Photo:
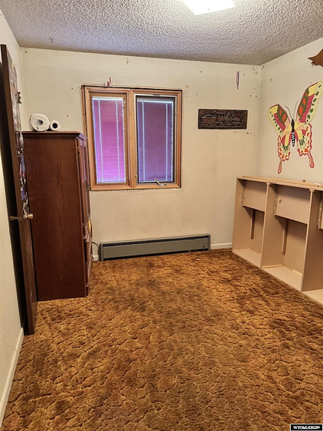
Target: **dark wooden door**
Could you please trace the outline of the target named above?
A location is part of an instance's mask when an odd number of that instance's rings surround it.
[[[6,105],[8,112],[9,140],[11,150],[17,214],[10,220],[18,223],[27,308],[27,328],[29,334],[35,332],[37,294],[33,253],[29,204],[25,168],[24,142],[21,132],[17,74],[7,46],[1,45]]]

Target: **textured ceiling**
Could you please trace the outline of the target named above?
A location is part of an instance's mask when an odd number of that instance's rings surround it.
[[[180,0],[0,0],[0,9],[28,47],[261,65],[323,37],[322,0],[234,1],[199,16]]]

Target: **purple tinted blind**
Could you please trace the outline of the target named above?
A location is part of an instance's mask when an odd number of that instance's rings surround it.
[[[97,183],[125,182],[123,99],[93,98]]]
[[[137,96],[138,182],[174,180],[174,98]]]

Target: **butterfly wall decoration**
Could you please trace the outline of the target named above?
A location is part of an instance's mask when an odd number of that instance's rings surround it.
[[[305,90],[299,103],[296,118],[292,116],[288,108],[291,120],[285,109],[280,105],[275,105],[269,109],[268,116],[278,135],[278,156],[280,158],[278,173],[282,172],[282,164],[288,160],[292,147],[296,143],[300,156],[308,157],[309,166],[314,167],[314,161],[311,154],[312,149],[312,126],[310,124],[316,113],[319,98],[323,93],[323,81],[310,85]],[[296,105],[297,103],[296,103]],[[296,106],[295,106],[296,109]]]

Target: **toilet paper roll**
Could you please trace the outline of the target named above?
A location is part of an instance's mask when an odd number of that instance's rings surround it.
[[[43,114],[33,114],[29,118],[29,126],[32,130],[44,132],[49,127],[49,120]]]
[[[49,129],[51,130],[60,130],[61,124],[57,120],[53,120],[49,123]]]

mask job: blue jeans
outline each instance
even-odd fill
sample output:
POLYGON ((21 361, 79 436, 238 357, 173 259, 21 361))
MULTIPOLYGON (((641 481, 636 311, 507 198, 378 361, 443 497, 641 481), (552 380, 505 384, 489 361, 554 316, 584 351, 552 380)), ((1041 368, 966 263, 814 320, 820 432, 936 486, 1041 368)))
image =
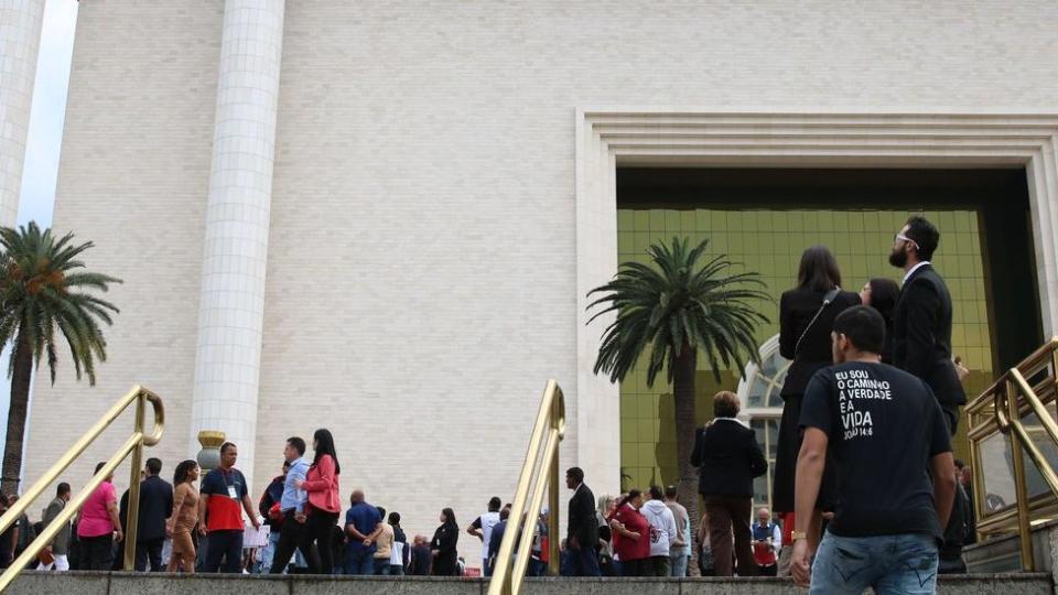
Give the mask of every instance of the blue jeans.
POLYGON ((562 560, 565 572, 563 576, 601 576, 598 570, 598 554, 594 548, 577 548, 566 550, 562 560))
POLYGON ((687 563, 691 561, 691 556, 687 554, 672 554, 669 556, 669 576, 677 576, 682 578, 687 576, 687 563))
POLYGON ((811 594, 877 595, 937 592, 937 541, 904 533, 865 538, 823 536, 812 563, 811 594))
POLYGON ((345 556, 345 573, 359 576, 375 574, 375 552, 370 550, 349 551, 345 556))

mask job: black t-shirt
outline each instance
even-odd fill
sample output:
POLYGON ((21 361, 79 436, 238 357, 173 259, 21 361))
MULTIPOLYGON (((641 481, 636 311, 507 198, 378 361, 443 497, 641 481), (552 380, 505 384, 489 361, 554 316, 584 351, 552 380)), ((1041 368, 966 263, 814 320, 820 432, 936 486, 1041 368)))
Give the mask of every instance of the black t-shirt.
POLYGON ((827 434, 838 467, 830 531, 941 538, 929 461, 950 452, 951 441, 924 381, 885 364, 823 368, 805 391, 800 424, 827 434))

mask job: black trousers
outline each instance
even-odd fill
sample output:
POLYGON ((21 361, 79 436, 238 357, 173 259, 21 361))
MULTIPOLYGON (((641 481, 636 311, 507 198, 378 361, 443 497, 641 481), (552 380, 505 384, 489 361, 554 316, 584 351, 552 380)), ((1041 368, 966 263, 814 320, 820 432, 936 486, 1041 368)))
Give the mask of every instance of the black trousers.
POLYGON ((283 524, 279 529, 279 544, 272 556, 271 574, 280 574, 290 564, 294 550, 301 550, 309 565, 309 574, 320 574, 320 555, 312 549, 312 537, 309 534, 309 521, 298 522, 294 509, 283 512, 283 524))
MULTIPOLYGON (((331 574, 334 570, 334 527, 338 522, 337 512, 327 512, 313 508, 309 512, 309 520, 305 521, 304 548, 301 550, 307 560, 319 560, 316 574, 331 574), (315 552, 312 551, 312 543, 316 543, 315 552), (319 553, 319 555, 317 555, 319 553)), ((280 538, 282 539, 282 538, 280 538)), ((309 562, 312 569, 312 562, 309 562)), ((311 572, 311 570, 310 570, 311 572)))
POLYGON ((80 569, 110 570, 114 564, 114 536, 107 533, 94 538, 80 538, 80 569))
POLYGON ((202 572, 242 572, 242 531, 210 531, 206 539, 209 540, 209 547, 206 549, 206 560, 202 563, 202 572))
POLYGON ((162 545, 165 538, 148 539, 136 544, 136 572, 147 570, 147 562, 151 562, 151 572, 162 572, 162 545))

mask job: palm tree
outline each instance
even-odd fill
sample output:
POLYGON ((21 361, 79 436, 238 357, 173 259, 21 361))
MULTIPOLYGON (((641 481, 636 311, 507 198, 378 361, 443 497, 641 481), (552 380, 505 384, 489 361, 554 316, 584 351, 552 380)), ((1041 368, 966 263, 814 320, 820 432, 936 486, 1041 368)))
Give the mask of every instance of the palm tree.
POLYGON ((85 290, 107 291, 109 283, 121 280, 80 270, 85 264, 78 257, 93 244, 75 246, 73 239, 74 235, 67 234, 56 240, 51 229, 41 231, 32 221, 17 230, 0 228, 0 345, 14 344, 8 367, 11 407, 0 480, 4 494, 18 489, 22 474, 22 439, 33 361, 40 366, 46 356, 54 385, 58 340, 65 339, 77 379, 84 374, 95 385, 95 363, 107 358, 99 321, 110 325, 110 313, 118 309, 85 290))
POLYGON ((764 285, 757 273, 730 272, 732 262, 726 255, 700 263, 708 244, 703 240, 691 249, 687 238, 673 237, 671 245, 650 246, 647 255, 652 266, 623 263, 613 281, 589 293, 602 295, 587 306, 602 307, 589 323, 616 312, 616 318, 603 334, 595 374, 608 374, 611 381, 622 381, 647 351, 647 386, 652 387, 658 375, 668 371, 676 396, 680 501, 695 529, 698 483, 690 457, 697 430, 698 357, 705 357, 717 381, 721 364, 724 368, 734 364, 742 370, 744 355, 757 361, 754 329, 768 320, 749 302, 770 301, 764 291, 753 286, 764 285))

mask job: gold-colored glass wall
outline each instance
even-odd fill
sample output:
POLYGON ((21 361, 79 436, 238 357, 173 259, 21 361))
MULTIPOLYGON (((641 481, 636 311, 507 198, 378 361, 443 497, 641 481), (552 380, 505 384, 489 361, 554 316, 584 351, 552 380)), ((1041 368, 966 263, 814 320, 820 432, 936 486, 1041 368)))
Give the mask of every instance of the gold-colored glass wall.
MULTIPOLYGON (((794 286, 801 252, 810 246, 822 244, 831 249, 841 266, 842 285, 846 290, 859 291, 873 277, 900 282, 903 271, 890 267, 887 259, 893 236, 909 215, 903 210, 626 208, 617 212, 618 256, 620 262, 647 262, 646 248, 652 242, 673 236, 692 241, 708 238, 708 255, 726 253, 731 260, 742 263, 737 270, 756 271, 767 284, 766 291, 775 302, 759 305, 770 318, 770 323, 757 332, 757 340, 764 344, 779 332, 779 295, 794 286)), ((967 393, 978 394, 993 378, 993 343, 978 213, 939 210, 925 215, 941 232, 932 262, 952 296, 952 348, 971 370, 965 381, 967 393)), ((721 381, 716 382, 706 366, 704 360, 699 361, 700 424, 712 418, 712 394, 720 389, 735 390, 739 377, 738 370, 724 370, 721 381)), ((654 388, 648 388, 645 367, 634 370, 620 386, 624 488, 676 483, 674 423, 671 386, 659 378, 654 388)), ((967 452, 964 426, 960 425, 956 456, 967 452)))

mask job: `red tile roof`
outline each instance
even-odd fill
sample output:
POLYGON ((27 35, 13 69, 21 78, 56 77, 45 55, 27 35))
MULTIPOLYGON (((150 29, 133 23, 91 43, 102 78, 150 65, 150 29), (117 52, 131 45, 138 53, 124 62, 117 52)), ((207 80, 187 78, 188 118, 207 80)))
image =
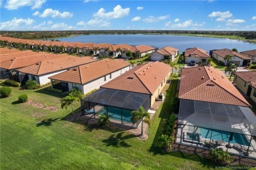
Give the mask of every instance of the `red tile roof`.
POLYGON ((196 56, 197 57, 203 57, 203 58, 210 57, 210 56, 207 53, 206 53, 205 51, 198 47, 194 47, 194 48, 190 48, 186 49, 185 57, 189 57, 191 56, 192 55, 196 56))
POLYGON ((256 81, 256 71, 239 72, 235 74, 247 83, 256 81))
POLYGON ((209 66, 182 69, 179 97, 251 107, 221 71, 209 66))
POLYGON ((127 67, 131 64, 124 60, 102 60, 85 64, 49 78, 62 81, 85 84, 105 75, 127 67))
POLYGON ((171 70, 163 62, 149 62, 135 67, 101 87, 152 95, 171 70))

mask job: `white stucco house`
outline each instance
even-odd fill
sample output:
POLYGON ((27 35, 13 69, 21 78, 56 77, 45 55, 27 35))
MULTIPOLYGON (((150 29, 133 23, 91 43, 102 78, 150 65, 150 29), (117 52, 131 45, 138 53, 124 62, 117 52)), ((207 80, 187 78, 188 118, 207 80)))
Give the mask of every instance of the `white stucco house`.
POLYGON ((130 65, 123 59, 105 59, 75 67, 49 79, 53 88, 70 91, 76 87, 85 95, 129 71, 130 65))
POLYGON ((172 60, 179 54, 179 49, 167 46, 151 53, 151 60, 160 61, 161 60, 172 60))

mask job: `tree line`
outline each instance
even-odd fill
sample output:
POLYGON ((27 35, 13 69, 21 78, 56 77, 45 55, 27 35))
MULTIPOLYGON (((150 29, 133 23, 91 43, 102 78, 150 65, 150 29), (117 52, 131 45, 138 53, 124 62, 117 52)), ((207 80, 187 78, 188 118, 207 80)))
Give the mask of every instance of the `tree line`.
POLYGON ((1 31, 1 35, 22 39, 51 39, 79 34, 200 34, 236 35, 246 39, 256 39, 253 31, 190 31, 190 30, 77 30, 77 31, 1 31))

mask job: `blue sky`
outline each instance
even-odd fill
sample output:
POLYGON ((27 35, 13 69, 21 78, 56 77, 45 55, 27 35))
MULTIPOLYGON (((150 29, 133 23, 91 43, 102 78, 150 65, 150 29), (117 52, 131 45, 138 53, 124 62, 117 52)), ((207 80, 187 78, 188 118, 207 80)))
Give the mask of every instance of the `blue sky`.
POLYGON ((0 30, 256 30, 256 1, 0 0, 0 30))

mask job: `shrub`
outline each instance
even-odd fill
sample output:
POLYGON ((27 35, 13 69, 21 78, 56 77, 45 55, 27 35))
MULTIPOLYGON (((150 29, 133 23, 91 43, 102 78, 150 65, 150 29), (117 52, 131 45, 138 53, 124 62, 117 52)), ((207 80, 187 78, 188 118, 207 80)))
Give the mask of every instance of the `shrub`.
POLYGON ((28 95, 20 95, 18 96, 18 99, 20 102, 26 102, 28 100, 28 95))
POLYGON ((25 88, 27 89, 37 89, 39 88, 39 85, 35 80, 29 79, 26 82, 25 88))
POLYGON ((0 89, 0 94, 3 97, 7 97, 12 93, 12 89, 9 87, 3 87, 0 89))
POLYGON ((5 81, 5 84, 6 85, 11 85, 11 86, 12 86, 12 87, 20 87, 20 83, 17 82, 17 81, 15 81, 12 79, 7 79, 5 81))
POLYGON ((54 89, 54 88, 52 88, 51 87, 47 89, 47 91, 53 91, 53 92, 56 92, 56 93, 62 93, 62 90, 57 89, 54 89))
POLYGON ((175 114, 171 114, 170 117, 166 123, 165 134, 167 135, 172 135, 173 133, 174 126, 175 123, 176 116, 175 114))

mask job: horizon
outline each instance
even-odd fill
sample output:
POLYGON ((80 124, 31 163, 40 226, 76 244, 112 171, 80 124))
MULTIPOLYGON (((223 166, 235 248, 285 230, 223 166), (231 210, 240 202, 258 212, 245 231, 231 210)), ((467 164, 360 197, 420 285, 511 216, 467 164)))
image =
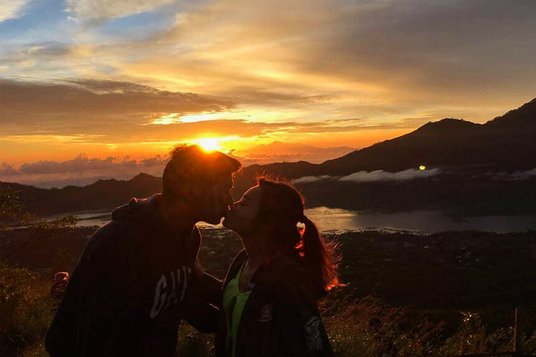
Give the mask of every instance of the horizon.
§
Beginning with the line that contains "mask job: horizon" and ending with the last line of the data above, output those lines exactly and nothing more, without any pictures.

__EXPECTED ANSWER__:
mask job: horizon
outline each instance
even-odd fill
sample output:
POLYGON ((80 124, 31 163, 40 226, 76 244, 112 171, 80 124))
MULTIPOLYGON (((223 166, 235 248, 285 230, 223 166), (231 210, 240 202, 258 212, 245 231, 231 210)), ((467 164, 360 197, 420 285, 511 216, 467 164)))
image =
Give the mask of every instance of the horizon.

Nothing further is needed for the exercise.